[EXCERPTED TEXT]
It’s exactly a year since Anticyclone Hartmut scythed across the UK and earned itself the dodgy title ‘The Beast from the East’, a name I always loathed as it just fed into the usual nonsense about everything bad being the fault of the foreigners. It’s weather, get over it!
If there is a lesson to be learned from last year’s weather it’s that climate change is accelerating and unless the governments of the world get serious about it we’re all going to be in terrible trouble. What with climate change, ecological destruction, pollution and extractive farming, there’s enough trouble to tax the abilities of the most gifted politicians; but the problem here in the UK is that our politicians are not remotely gifted, our universities are deeply in hock to the principal environmental offenders and half the population still think that Dunkirk was an historic victory. I loved this quote from the Irish President in today’s paper –
If we were coal miners we’d be up to our waists in dead canaries
Unfortunately our own government seems to be entirely preoccupied with searching for unicorns and so almost no thought is being applied to what, in the long run, are the really important problems. Last night on the TV news we heard from people who are already stockpiling food in case we crash out of Europe. I felt a bit bewildered by their choices of food to stockpile – mainly processed food like baked beans and so on. Then it occurred to me that we at the Potwell Inn are doing exactly the same but from a different angle. If there’s been any urgency about getting the allotment in perfect condition for the coming season it’s got a large element of the same instinct to make provision for the future. My best friend’s mum always stockpiled flour and potatoes in the winter because she was a Scotswoman who knew from a lifetime’s experience that she could feed her family of five with those stores, plus the produce from the garden. My mother, when her Altzheimers got bad, stockpiled spaghetti hoops – largely because of her memories of wartime shortages. And we fret about the allotment which, if things go badly wrong – will at least give us a supply of fresh fruit and vegetables. So day after day we work just a bit too hard and we’re so nearly there. The hotbed is planted up and the greenhouse and coldframes are full. The civil engineering phase is nearly over and tonight we went to the pub for a couple of celebratory pints.
On our last visit to Ireland, our friend was complaining that being in the EU was causing lots of problems. For instance, the EU declared that Ireland should grow hay, not food crops because they were very good at growing hay that the rest of the EU needed, and other members were better at growing food. The Irish felt very vulnerable at that, and I would feel the same. Who doesn’t want to have local food?
I completely agree that when EU agricultural policy becomes directive in that way it causes more harm than good. It happens that those of us who live in the West know that our high rainfall relative to the East favours grass production over arable crops, but you can’t separate the production of hay from the whole farming culture. It’s no accident that because we do well with grass, the dairy industry is larger here in the West. The nonsense comes in when we farm beef intensively and import high protein feed from all over the world instead of producing high value grass-fed beef, excellent milk and their associated products. I keep going back to Michael Pollan’s phrase “eat food, not too much, mostly veg”. The future, if there is going to be one, is local. So I’m not a doting fan of the EU, but UK farmers will be hammered if we leave our biggest free-trade area, and I don’t think consumers have really thought though the implications of tarriffs on imported food. Who wants to love on turnips for months? (Sheep do I suppose).

[ENTRIES PROVIDED]
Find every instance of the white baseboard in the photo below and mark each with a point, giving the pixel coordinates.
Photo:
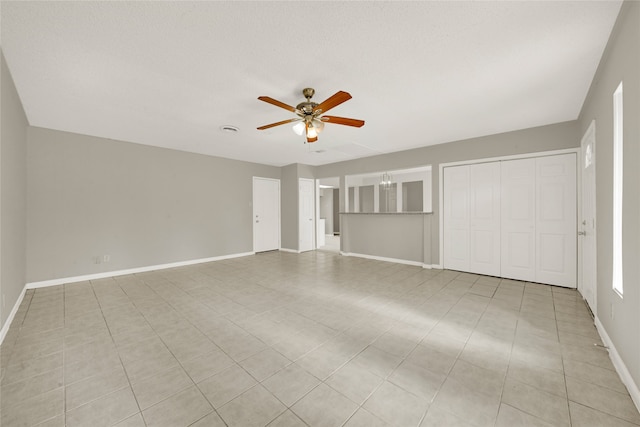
(14, 310)
(293, 251)
(379, 258)
(618, 363)
(103, 275)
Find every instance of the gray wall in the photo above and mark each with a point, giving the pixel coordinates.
(141, 205)
(544, 138)
(13, 194)
(621, 62)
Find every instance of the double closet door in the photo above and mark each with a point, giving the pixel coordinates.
(514, 219)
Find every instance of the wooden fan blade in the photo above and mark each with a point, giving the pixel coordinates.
(277, 103)
(284, 122)
(343, 121)
(334, 100)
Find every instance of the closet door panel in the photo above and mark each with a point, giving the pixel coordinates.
(484, 218)
(456, 218)
(556, 228)
(518, 200)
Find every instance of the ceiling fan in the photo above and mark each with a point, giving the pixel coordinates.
(310, 118)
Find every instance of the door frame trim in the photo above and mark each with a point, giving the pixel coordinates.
(253, 210)
(441, 167)
(314, 226)
(590, 132)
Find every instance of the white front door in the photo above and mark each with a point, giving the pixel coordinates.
(266, 214)
(518, 246)
(587, 268)
(484, 218)
(306, 229)
(556, 233)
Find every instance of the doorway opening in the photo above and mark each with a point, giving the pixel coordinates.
(329, 214)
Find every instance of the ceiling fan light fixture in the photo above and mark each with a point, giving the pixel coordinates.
(312, 132)
(299, 128)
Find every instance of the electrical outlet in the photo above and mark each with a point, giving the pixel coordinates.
(612, 315)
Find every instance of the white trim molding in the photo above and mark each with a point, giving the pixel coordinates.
(293, 251)
(96, 276)
(618, 363)
(14, 310)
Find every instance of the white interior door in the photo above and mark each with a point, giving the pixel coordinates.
(587, 268)
(556, 233)
(456, 218)
(484, 218)
(518, 200)
(306, 229)
(266, 214)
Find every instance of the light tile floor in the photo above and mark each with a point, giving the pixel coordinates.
(315, 339)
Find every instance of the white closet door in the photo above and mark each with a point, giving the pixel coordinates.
(484, 218)
(306, 218)
(518, 210)
(556, 233)
(456, 218)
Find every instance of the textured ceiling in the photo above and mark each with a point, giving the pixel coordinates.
(170, 74)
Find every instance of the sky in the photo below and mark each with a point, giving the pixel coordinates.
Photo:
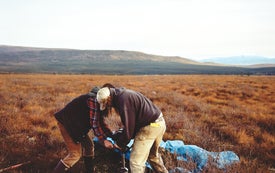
(194, 29)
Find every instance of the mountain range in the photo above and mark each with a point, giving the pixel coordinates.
(15, 59)
(241, 60)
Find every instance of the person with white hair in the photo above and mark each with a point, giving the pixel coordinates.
(143, 121)
(75, 120)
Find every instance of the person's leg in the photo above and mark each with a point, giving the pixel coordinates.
(154, 156)
(141, 148)
(74, 149)
(88, 154)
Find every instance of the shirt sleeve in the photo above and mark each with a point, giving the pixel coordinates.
(101, 130)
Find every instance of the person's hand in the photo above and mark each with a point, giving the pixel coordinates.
(108, 144)
(116, 135)
(117, 147)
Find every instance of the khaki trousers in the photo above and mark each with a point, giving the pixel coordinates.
(146, 146)
(76, 150)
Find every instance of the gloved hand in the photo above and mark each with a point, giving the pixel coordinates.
(116, 135)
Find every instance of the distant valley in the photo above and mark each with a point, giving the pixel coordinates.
(14, 59)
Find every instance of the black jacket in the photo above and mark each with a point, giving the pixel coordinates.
(75, 117)
(135, 110)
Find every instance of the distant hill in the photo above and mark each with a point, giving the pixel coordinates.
(241, 60)
(14, 59)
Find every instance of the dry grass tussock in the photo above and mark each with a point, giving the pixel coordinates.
(214, 112)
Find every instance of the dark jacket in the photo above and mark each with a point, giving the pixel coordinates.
(135, 110)
(75, 117)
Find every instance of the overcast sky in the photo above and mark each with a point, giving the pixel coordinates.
(194, 29)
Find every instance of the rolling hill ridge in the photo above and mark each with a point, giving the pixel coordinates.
(15, 59)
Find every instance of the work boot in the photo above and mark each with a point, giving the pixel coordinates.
(60, 167)
(89, 164)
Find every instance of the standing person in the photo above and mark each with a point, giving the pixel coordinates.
(143, 122)
(74, 121)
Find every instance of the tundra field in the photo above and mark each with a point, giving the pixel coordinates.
(214, 112)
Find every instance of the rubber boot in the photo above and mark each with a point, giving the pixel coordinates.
(60, 167)
(89, 164)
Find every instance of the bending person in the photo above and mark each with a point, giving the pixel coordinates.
(143, 122)
(74, 121)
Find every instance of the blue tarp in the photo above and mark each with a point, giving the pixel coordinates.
(193, 153)
(199, 155)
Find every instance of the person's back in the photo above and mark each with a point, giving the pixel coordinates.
(75, 117)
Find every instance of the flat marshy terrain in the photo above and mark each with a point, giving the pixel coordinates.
(214, 112)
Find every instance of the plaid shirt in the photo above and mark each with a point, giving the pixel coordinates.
(101, 130)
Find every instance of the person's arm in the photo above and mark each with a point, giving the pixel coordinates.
(128, 119)
(96, 126)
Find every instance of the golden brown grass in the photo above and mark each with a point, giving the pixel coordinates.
(214, 112)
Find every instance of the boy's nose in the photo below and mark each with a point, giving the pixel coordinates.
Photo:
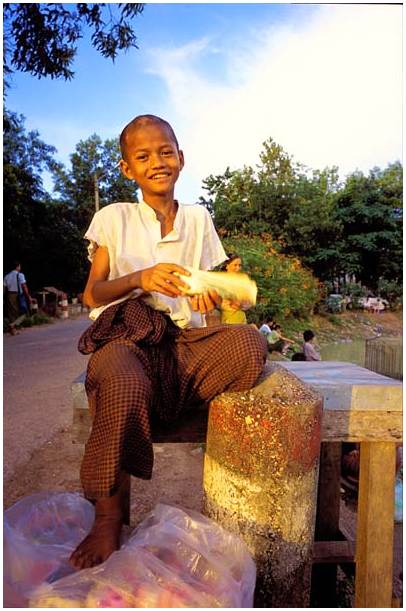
(156, 161)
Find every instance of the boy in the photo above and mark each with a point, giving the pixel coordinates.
(152, 354)
(309, 350)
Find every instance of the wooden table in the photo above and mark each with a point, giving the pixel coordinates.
(365, 407)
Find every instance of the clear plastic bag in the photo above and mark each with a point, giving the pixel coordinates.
(174, 559)
(40, 533)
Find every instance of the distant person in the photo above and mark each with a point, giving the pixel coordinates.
(284, 342)
(17, 297)
(275, 340)
(233, 312)
(309, 349)
(298, 356)
(266, 326)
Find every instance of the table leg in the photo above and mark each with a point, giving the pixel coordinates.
(324, 576)
(374, 546)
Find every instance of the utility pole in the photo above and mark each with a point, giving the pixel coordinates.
(96, 192)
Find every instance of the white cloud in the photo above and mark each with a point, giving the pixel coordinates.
(329, 90)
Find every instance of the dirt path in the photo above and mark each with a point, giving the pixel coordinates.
(39, 366)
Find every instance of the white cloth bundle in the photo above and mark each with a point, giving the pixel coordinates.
(235, 286)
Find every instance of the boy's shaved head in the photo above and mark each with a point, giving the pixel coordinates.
(143, 121)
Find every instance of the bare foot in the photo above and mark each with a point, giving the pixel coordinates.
(100, 543)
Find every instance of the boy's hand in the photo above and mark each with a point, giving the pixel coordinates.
(161, 278)
(205, 302)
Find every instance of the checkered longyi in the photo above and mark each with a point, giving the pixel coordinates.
(143, 365)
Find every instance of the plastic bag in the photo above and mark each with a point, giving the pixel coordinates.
(40, 533)
(175, 558)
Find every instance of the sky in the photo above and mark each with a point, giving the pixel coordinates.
(324, 81)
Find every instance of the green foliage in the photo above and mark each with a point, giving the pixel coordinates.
(41, 233)
(334, 229)
(285, 288)
(392, 291)
(76, 186)
(355, 292)
(42, 38)
(335, 320)
(369, 209)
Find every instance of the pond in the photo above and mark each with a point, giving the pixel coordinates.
(352, 352)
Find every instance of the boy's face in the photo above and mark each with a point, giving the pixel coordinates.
(152, 160)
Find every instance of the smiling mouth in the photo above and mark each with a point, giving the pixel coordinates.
(159, 176)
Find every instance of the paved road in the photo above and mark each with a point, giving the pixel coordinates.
(39, 365)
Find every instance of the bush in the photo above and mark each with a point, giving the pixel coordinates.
(392, 291)
(356, 293)
(285, 288)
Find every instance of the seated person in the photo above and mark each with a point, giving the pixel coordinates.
(309, 350)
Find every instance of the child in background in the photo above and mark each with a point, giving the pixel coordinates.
(152, 355)
(309, 350)
(233, 312)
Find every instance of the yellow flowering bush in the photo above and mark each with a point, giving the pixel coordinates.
(285, 287)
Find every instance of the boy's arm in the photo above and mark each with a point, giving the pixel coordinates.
(100, 291)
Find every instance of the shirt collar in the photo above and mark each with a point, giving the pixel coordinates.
(150, 213)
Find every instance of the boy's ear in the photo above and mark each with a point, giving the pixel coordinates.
(181, 159)
(125, 169)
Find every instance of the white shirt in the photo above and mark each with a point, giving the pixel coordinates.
(10, 281)
(132, 235)
(310, 352)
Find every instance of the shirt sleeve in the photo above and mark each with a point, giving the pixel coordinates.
(96, 234)
(213, 252)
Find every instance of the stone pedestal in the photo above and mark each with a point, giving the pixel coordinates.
(260, 480)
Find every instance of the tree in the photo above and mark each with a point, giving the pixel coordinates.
(370, 211)
(41, 38)
(313, 231)
(93, 160)
(251, 201)
(39, 232)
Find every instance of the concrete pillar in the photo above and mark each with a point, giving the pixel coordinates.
(260, 480)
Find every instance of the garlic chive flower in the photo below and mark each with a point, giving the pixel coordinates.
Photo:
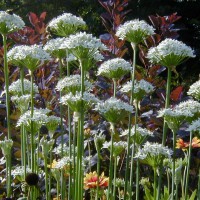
(10, 23)
(84, 46)
(134, 31)
(194, 90)
(114, 110)
(153, 154)
(39, 118)
(56, 48)
(170, 53)
(194, 126)
(75, 101)
(139, 136)
(141, 88)
(66, 24)
(46, 146)
(15, 88)
(6, 146)
(28, 56)
(72, 84)
(22, 102)
(118, 147)
(114, 68)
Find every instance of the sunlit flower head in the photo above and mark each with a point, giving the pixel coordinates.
(194, 126)
(114, 68)
(135, 31)
(72, 84)
(181, 144)
(28, 56)
(114, 110)
(75, 101)
(84, 46)
(141, 88)
(118, 147)
(153, 154)
(170, 53)
(10, 23)
(6, 146)
(195, 90)
(66, 24)
(56, 48)
(91, 181)
(16, 88)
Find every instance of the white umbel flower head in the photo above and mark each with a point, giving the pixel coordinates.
(28, 56)
(75, 101)
(170, 53)
(6, 146)
(135, 31)
(194, 126)
(56, 48)
(114, 110)
(141, 88)
(195, 90)
(84, 46)
(114, 68)
(153, 154)
(10, 23)
(66, 24)
(72, 84)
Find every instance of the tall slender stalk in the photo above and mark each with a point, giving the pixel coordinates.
(109, 194)
(6, 77)
(188, 167)
(127, 173)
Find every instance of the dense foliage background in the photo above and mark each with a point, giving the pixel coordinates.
(91, 10)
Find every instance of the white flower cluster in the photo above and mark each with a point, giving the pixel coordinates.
(195, 90)
(140, 130)
(16, 89)
(113, 104)
(194, 126)
(153, 150)
(170, 53)
(10, 23)
(19, 171)
(72, 84)
(141, 87)
(134, 31)
(86, 41)
(66, 24)
(114, 68)
(27, 56)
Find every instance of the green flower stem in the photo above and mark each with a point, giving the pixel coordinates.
(98, 171)
(114, 87)
(61, 131)
(129, 123)
(114, 180)
(109, 195)
(173, 163)
(50, 175)
(188, 167)
(198, 190)
(46, 178)
(165, 127)
(155, 183)
(6, 77)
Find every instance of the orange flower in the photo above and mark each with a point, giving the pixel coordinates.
(180, 144)
(91, 180)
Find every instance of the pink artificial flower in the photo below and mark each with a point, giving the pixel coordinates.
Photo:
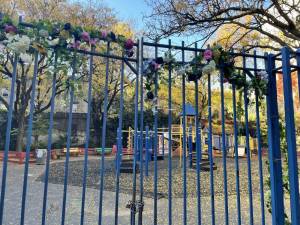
(75, 45)
(103, 34)
(85, 36)
(129, 44)
(208, 54)
(10, 29)
(155, 65)
(93, 42)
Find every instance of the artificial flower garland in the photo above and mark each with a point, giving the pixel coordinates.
(212, 58)
(46, 35)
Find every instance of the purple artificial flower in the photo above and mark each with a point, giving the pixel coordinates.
(104, 34)
(85, 36)
(129, 44)
(155, 65)
(10, 29)
(93, 41)
(75, 45)
(129, 53)
(208, 54)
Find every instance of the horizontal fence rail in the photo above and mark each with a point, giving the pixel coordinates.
(171, 175)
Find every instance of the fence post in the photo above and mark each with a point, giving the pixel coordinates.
(290, 136)
(274, 146)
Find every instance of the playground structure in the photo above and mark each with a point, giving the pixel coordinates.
(177, 135)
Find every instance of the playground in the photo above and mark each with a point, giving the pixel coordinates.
(105, 123)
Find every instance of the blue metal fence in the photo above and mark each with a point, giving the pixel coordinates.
(142, 141)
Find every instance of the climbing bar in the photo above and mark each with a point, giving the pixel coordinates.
(69, 134)
(103, 138)
(29, 134)
(119, 143)
(246, 103)
(259, 149)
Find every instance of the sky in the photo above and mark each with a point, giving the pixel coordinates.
(134, 10)
(130, 10)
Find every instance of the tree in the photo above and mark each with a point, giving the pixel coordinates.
(275, 21)
(89, 15)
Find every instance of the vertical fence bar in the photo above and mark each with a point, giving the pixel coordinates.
(155, 141)
(274, 146)
(87, 137)
(210, 152)
(136, 111)
(260, 165)
(120, 143)
(28, 138)
(236, 156)
(7, 136)
(184, 143)
(147, 151)
(224, 149)
(141, 146)
(290, 136)
(103, 141)
(69, 133)
(170, 142)
(163, 143)
(246, 103)
(49, 140)
(198, 146)
(298, 70)
(190, 143)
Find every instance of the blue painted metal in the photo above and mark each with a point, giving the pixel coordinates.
(155, 150)
(246, 102)
(260, 165)
(104, 121)
(298, 70)
(120, 145)
(210, 153)
(147, 143)
(69, 133)
(198, 147)
(274, 146)
(87, 137)
(190, 145)
(170, 143)
(136, 105)
(141, 146)
(7, 136)
(49, 140)
(163, 144)
(28, 138)
(184, 144)
(224, 149)
(290, 136)
(236, 157)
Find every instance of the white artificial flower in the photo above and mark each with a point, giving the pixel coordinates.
(26, 58)
(53, 42)
(18, 44)
(168, 57)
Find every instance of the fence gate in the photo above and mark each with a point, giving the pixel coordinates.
(189, 181)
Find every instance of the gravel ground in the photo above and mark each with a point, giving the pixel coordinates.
(56, 176)
(73, 204)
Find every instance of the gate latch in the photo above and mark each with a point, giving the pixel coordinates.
(136, 206)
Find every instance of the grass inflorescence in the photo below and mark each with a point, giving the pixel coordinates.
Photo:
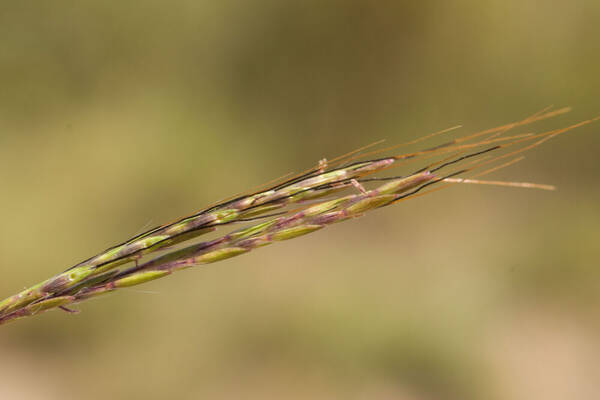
(343, 188)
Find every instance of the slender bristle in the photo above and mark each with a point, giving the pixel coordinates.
(290, 206)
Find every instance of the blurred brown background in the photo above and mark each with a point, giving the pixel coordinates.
(120, 115)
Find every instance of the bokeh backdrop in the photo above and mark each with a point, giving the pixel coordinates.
(120, 115)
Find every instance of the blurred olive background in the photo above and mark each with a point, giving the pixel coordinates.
(116, 116)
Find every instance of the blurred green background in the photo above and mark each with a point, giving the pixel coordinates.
(115, 116)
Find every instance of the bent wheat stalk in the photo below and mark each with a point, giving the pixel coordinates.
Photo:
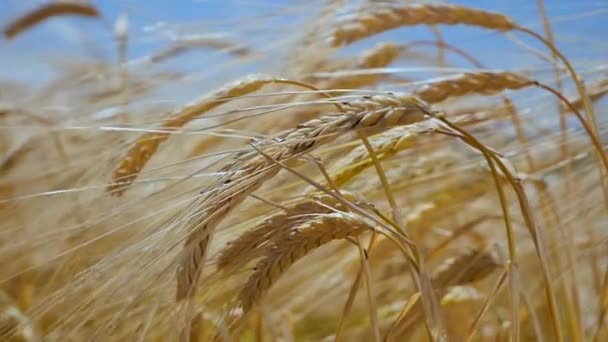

[TASK ITEM] According to the allotment and climate post, why is the dairy industry larger in the West? Answer in one to three sentences.

[RESPONSE BELOW] The West gets high rainfall compared with the East, which favors growing grass over arable crops. Because the West does well with grass, its dairy industry is larger.